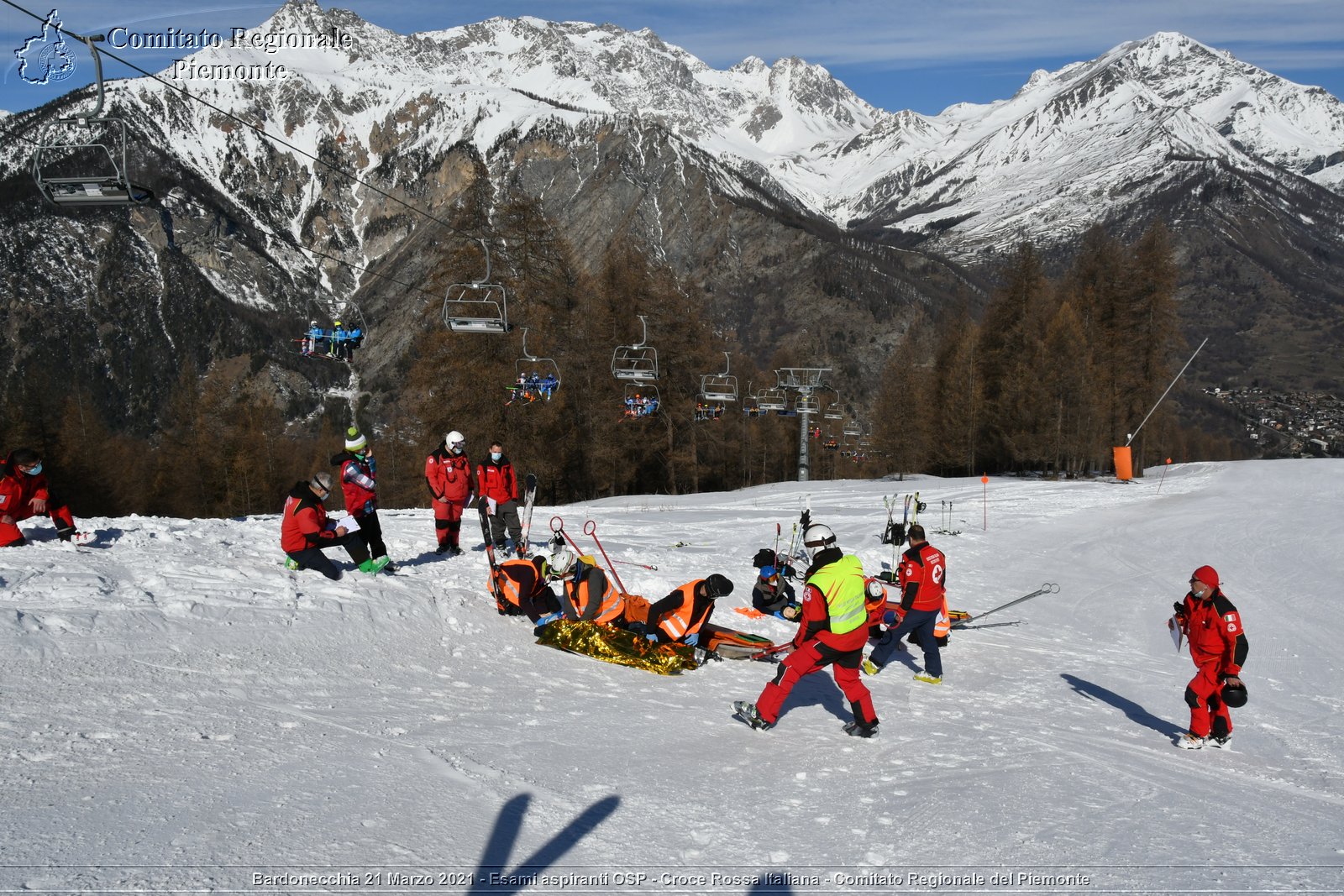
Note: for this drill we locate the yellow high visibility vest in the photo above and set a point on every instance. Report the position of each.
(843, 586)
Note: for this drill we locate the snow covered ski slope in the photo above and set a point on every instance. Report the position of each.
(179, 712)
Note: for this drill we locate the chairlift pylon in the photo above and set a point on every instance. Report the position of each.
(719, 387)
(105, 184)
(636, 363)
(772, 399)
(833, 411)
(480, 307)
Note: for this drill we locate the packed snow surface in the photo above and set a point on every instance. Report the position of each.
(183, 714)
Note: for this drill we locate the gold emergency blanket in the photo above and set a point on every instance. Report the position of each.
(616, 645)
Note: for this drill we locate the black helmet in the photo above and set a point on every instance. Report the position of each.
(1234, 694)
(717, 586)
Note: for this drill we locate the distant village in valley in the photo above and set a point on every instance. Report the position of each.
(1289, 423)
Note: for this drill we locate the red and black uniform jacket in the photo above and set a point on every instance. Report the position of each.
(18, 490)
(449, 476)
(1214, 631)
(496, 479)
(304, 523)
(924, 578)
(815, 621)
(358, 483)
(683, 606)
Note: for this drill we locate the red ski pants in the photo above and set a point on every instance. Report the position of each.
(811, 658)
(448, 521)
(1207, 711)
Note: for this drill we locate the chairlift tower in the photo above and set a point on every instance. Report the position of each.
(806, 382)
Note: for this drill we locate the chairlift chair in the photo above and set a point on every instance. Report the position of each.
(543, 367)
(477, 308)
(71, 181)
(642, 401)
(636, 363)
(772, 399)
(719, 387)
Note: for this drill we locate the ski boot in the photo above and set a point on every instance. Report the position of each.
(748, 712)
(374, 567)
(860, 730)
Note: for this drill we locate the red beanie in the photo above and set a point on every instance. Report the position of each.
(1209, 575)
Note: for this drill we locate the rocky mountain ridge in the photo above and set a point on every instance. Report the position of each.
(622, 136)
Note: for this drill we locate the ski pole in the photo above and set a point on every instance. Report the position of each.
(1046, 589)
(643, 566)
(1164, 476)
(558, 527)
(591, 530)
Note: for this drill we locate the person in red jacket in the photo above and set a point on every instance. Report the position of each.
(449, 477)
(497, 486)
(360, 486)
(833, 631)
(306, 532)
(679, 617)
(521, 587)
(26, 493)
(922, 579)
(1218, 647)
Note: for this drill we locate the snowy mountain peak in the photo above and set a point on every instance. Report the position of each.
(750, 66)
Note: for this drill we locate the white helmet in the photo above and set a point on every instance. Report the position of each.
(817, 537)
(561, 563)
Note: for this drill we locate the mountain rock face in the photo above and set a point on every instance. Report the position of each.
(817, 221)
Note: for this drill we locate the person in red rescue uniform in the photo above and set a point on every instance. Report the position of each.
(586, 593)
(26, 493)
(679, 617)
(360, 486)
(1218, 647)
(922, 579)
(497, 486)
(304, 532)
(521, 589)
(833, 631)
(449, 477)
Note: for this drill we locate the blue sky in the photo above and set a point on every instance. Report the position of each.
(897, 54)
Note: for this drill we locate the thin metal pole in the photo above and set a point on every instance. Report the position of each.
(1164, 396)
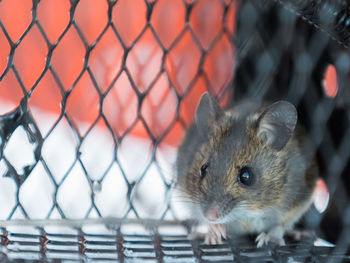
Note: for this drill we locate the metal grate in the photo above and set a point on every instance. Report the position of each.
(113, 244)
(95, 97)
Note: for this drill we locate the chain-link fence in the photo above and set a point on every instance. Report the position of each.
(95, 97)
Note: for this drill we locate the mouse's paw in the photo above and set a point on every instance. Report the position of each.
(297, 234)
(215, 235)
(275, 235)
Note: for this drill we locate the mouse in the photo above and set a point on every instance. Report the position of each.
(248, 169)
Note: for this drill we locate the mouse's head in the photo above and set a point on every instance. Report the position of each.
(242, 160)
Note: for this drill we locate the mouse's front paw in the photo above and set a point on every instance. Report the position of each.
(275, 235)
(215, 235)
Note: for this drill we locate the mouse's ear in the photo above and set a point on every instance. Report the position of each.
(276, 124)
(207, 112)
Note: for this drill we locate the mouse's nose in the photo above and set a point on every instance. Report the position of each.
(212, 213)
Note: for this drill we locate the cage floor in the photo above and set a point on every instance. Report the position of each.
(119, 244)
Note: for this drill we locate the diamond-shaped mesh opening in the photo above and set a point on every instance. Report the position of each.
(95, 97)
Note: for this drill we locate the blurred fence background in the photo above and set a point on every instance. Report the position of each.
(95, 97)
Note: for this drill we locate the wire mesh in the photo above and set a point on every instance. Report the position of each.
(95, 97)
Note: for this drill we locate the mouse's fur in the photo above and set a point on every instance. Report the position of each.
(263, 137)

········

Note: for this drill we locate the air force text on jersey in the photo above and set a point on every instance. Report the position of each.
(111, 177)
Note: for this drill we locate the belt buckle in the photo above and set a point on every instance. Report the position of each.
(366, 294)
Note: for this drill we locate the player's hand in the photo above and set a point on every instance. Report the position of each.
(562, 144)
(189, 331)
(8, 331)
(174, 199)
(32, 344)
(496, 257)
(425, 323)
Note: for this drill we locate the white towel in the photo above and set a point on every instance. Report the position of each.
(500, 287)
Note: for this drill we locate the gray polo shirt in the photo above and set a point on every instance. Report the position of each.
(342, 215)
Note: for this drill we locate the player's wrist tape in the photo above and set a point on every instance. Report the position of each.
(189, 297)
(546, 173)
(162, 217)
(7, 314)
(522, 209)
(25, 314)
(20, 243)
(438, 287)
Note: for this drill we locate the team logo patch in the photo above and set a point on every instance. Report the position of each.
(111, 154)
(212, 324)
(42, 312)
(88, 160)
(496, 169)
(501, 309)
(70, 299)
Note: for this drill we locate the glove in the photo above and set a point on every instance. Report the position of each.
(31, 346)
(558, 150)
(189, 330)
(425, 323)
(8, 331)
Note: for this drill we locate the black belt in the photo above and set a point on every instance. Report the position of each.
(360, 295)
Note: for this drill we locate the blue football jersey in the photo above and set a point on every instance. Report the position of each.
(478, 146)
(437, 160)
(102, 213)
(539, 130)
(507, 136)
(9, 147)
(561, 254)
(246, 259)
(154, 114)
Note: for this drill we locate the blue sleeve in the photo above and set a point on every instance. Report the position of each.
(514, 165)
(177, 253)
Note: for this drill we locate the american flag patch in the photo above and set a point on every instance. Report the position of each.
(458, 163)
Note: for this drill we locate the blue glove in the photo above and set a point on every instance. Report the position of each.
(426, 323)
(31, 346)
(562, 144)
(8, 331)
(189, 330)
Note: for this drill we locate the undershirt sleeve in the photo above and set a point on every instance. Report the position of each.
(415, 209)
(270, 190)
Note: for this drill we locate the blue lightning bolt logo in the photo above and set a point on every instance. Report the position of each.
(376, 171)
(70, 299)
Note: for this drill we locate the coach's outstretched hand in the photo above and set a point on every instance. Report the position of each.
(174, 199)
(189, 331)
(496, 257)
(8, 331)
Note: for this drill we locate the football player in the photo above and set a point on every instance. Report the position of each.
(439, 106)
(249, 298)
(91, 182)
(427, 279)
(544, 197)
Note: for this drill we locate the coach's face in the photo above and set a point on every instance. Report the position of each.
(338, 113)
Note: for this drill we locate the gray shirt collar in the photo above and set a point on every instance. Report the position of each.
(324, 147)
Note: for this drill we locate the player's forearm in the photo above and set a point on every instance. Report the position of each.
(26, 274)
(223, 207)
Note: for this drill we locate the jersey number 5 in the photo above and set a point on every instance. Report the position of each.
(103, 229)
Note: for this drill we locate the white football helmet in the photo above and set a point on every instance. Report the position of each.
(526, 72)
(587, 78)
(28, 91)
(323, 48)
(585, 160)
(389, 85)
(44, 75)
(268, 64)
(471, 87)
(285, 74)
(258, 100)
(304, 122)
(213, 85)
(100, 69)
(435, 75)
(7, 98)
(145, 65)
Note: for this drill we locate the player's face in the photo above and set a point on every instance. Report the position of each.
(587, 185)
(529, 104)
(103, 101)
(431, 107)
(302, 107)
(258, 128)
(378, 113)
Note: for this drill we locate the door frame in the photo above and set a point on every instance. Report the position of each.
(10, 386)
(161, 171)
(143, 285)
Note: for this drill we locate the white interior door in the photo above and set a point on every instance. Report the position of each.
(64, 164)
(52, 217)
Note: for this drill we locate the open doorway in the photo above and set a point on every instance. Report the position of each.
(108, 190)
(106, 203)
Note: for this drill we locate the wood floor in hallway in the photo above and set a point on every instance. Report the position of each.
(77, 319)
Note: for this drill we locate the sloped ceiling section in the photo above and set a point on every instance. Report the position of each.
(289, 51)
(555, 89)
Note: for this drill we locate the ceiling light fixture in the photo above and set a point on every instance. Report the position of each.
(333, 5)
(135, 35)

········

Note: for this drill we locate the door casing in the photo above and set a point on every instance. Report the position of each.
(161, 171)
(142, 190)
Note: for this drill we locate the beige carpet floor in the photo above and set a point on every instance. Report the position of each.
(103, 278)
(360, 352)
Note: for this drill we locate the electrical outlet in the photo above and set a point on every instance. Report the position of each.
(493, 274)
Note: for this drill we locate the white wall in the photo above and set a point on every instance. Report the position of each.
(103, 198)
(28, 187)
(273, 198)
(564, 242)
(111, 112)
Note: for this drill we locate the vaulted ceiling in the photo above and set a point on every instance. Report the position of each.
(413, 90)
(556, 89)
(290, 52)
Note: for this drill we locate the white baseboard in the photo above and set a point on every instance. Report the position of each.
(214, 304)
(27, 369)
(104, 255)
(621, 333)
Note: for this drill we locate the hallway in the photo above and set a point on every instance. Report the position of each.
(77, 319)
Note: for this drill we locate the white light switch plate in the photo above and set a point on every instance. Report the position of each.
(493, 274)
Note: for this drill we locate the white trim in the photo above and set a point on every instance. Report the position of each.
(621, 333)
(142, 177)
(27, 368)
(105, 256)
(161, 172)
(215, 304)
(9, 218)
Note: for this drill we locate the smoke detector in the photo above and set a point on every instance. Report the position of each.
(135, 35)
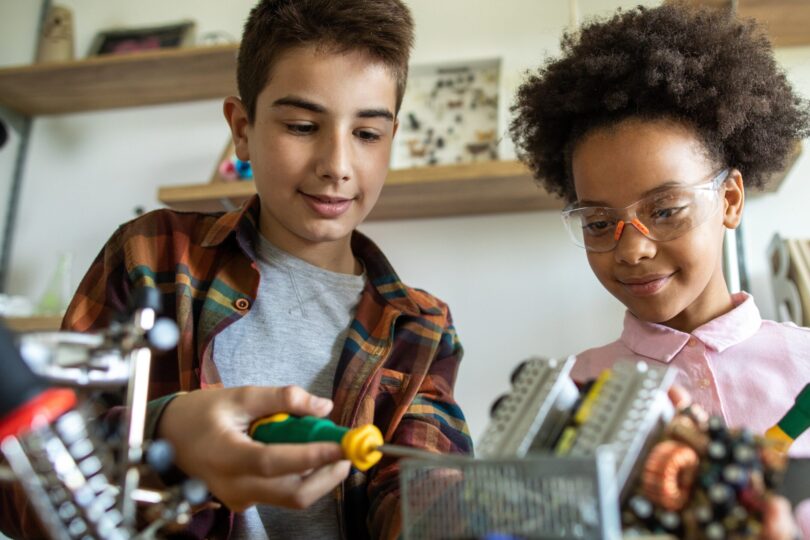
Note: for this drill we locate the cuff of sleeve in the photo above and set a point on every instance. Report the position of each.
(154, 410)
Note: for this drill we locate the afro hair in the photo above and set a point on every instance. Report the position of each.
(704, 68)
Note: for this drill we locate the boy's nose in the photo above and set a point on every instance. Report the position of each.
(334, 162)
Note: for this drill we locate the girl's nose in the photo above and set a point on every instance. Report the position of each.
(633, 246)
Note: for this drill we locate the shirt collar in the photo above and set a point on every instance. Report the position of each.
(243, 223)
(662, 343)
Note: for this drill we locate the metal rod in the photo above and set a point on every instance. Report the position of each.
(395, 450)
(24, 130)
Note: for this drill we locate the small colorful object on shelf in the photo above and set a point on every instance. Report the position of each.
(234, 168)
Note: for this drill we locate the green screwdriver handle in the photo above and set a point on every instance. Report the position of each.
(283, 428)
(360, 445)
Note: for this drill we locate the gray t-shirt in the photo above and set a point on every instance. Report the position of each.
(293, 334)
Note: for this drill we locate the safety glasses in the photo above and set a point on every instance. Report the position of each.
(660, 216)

········

> Task to complete: Tally the lines in the entries above that contain the string "patch". What is the count? Reply with the number only.

> Solution for this exercise: 2